Work required :: From the data below, restate every line word for word.

Point-per-instance localization data:
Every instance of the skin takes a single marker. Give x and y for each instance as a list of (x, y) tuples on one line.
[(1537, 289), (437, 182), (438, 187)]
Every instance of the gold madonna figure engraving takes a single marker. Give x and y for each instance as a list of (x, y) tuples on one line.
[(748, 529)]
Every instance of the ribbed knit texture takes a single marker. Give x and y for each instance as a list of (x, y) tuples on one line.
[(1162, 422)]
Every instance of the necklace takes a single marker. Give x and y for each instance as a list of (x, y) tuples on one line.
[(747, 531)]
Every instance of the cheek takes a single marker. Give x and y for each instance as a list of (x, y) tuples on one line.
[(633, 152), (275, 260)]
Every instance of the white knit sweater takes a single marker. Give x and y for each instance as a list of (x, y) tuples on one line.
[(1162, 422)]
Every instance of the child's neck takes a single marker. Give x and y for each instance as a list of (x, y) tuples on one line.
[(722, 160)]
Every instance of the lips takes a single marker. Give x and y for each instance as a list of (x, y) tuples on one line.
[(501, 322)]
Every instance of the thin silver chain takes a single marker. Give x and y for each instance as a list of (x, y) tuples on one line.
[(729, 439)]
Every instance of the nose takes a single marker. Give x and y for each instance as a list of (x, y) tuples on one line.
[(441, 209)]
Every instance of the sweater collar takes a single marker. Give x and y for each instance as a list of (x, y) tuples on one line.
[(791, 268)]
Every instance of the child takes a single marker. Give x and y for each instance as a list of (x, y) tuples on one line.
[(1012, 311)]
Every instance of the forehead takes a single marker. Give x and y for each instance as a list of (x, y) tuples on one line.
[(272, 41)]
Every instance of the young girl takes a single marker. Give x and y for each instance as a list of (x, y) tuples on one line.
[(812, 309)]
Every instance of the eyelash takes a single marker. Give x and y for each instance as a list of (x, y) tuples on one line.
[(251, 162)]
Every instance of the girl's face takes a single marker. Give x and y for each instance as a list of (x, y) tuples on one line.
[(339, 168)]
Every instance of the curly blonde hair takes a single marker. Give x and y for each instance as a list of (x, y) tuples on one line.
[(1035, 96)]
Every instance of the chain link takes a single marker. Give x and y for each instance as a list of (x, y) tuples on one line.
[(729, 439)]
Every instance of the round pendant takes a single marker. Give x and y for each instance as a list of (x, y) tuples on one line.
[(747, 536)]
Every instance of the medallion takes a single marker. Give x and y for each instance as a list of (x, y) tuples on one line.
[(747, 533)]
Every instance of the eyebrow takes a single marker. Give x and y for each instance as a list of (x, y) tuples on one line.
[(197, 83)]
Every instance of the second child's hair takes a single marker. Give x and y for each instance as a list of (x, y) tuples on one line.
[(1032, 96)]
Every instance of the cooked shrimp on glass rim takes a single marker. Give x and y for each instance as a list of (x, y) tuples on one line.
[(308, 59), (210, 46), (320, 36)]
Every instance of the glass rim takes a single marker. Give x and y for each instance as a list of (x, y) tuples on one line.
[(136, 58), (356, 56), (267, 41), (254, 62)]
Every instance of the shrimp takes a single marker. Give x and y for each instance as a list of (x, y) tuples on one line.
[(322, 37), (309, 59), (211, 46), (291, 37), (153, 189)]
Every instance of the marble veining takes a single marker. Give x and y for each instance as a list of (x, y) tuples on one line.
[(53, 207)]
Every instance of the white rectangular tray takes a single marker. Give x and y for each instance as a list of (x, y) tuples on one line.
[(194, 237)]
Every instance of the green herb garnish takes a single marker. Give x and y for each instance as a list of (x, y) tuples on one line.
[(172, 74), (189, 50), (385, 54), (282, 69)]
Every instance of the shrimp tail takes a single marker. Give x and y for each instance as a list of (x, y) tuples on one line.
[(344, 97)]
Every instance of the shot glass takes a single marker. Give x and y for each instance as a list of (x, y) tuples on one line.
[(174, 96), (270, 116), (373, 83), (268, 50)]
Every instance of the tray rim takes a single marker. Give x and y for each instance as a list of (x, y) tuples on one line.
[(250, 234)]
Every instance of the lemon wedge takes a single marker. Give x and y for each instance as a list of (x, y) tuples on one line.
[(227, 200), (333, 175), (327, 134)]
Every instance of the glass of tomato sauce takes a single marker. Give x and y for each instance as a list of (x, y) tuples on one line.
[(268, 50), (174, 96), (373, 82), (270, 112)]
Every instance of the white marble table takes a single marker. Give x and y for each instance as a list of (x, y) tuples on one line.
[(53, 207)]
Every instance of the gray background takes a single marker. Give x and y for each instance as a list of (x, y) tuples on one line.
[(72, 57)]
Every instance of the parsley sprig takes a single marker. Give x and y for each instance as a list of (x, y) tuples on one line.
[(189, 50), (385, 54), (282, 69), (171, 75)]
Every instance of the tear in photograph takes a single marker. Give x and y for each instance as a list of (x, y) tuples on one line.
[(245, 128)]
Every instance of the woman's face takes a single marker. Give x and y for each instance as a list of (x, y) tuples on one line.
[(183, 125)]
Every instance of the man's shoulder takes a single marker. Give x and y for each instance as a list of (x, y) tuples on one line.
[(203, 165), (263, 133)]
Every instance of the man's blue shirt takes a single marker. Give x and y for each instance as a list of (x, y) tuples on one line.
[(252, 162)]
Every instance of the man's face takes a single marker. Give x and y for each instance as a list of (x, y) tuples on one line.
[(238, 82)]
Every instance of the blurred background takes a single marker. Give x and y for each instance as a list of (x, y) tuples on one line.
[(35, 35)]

Solution to the problem ::
Every instance of the skin takes a single marker. Give x and y for each instance as a list of (x, y) tuples on one line.
[(1537, 289), (437, 182), (438, 187)]
Every instance of the gold madonna figure engraving takes a single marker. Give x and y for each instance as a list of (x, y) tuples on one line.
[(748, 529)]
Every instance of the ribbed knit texture takes a single marker. Give x and y for each instance as a list of (x, y) tuples on one line.
[(1162, 422)]
Every instance of the necklace takes a single marker. Give x and y for each instance as a list of (x, y) tuples on one line.
[(747, 531)]
Every instance of the cheek takes a single marker. Give x and y for each instance as a list of (x, y) tuples on one line.
[(633, 152), (275, 260)]
Every instance of the white knit sweater takes a single marker. Give x and y for each instance as a list of (x, y) tuples on one line.
[(1162, 422)]
Every instance of the child's neck takes a single marker. Give x and y for each instance as a list of (x, y) tuples on one line.
[(722, 160)]
Every instance of the lips takes a single marker. Give x and y for each instance as a list of (x, y) tuples on one line.
[(501, 322)]
Every instance of the thin silver chain takes a single marker. Give x and y for each instance as a list of (x, y) tuples on one line.
[(729, 439)]
Every instance of the nose takes a single marker. Give x and y for each instance as a list of (x, y) tuples on one line.
[(441, 209)]
Every instance of the sweater collar takes a single marker. Give x and y for each instance as a list of (x, y) tuples on one line.
[(791, 268)]
Every instance of the child takes a single marker. Give x and y for each instance as a list of (x, y) tuples on one line.
[(1012, 311)]
Every instance of the forehead takes a single marker. Give x and y for each instance as a list of (x, y) tuples on one line.
[(272, 41)]
Every instance of the young girl takes a single marker. Give x and y for each instance as a list of (x, y) tuples on one line.
[(812, 309)]
Every instance of the eyelash takes a single marker. Give x and y for each instance as a list of (x, y) tuples on one line.
[(251, 162)]
Every instance of the girl's face takes a single marker. Give x and y for each instance as a list of (x, y) tuples on one line.
[(339, 168)]
Every instance of the curly blonde hair takes a single marker. Give x and y for each instance as a list of (x, y) tuples on one line.
[(1035, 96)]
Every instance of the chain link takes a single marker. Give x and y for each instance as a list of (x, y) tuples on one line.
[(729, 439)]
Every instance of the round pendant takes a single marker. Give x and y for each instance as a list of (x, y) tuples on one line.
[(747, 536)]
Every instance of the medallion takes a single marker. Give x and y for each instance as a list of (x, y) tuples on one line.
[(747, 533)]
Every instance of the eyebrow takes a single marker. Give x and y for each instance as a list of (x, y) tuples on one line.
[(197, 83)]
Every instance of the second child's hair takes a single marker. Give x and y for each instance as a list of (x, y) tuples on one line.
[(1032, 96)]
Every instance of the cooked shrimp on glass rim takes a single marker. Give x and y for each instance as a list of (x, y) tuples on one line.
[(308, 59), (210, 46), (320, 36)]
Every instance of the glass rim takes a single marker. Give x and y for each instance as a list of (x, y) tuples on one line.
[(136, 58), (356, 56), (267, 41), (254, 62)]
Every instance of the shrimp takes a single marker. Give x and y for each instance as a list of (x, y) tuples on one line.
[(322, 37), (309, 59), (211, 46), (291, 37), (153, 189)]
Every instance of the marble veining takes a single marker. Give x and y for each instance as a list of (x, y) tuples on one line.
[(53, 207)]
Every instance of the white rectangular tray takes a single marker. Give x and y for each instance as a list of (x, y) tuples on one line.
[(194, 237)]
Every instance of the green herb garnish takes a single marker. Give x and y for each instance as a list of (x, y) tuples on one line.
[(172, 74), (189, 50), (385, 54), (282, 69)]
Every instance of the shrimp tail takes a single marker. Give x and y for each instance as a list of (x, y) tuples on one line.
[(344, 97)]
Every instance of the shot glass takes a single marker. Give x and y for each instance as a list of (x, y) tuples on one line.
[(174, 96), (270, 116), (373, 83), (268, 50)]
Every instance of the tray rim takes a single marker. Give x and y for each instance as a list of (x, y) tuples on one line.
[(250, 234)]
Every instance of the lemon wedge takes a single marker. Give x and y for each instance as a list of (x, y) tuples on one line.
[(227, 200), (333, 175), (327, 134)]
Every instance of the glass of tomato sauce takes a single marker. Give x and y for each instance as a list of (x, y) tuples on one line.
[(268, 50), (174, 96), (373, 82), (270, 112)]
Every instance of the white marble table takes a single marker. Give x and y for each instance as a list of (x, y) tuples on one line.
[(53, 207)]
Every instance of the gray background takes a single marker. Give x and y for each instance as a list of (x, y) tuples on one line.
[(72, 57)]
Every instance of the parsley sprig takes a single marker. Give x and y for each instance as a list of (x, y) tuples on one line.
[(189, 50), (385, 54), (282, 69), (171, 75)]
Every instance of the tear in photograph takes a single marker. Give x and y for each instance as a list of (x, y) tuples on one line.
[(245, 128)]
Every instance of the woman's face takes a single marker. Give x and y for each instance as a list of (x, y) tuples on one line.
[(183, 125)]
Every instance of the man's shoulder takes a single marker. Give x and y for each instance as a list of (x, y) tuples on one line.
[(203, 165), (263, 133)]
Every instance of the man's blue shirt takes a single marker. Give x and y for each instance as a list of (x, y) tuples on one line.
[(252, 162)]
Every instance of the man's face takes a single marker. Give x and y for each instance as a list of (x, y) tuples on one line.
[(238, 82)]
Every instance of the blurred background takes a single marker. Give x and y for each instance as a list of (x, y) tuples on one line.
[(35, 35)]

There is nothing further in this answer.